Provided material START

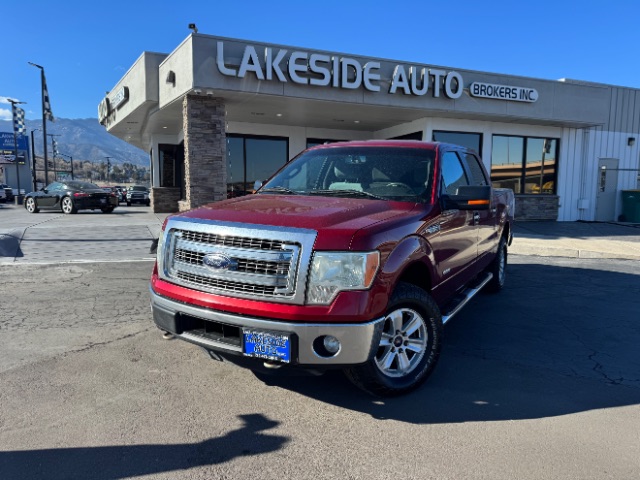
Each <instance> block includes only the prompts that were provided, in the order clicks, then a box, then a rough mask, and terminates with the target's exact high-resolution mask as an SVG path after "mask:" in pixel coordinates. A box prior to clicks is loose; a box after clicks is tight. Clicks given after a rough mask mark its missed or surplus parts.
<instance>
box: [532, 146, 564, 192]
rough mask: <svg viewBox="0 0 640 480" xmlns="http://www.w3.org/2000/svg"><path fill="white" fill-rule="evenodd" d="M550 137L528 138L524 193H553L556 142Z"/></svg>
mask: <svg viewBox="0 0 640 480" xmlns="http://www.w3.org/2000/svg"><path fill="white" fill-rule="evenodd" d="M557 142H558V141H557V140H555V139H551V138H544V139H543V138H528V139H527V157H526V159H525V170H524V176H525V178H524V193H554V187H555V186H554V180H555V176H556V144H557Z"/></svg>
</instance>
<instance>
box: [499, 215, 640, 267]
mask: <svg viewBox="0 0 640 480" xmlns="http://www.w3.org/2000/svg"><path fill="white" fill-rule="evenodd" d="M513 234H514V239H513V244H512V245H511V248H510V253H511V254H516V255H535V256H542V257H570V258H612V259H623V260H640V225H638V224H623V223H602V222H516V223H515V225H514V228H513Z"/></svg>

Provided material END

◆ To do ◆
Rewrite all the items above, changing every "rough mask" to "coarse mask" and keeping everything else the same. Omit the pictures.

◆ Your response ◆
Each <instance> block includes only the prompts that were provided, in the order clicks, then a box, then a coarse mask, and terminates with the target's exact high-resolution mask as an SVG path after "mask:" in pixel coordinates. A box prior to clicks is loose; a box after clicks is tight. Clicks given after a coarse mask mark its missed or surplus parts.
<instance>
box: [532, 146, 564, 192]
coarse mask: <svg viewBox="0 0 640 480" xmlns="http://www.w3.org/2000/svg"><path fill="white" fill-rule="evenodd" d="M550 137L528 138L524 193H553L556 142Z"/></svg>
mask: <svg viewBox="0 0 640 480" xmlns="http://www.w3.org/2000/svg"><path fill="white" fill-rule="evenodd" d="M557 142H558V141H557V140H555V139H551V138H544V139H543V138H528V139H527V157H526V159H525V170H524V176H525V178H524V193H554V187H555V186H554V180H555V176H556V144H557Z"/></svg>
</instance>
<instance>
box: [499, 215, 640, 267]
mask: <svg viewBox="0 0 640 480" xmlns="http://www.w3.org/2000/svg"><path fill="white" fill-rule="evenodd" d="M513 234H514V239H513V244H512V245H511V248H510V253H511V254H516V255H535V256H542V257H570V258H612V259H623V260H640V225H638V224H623V223H602V222H516V223H515V225H514V228H513Z"/></svg>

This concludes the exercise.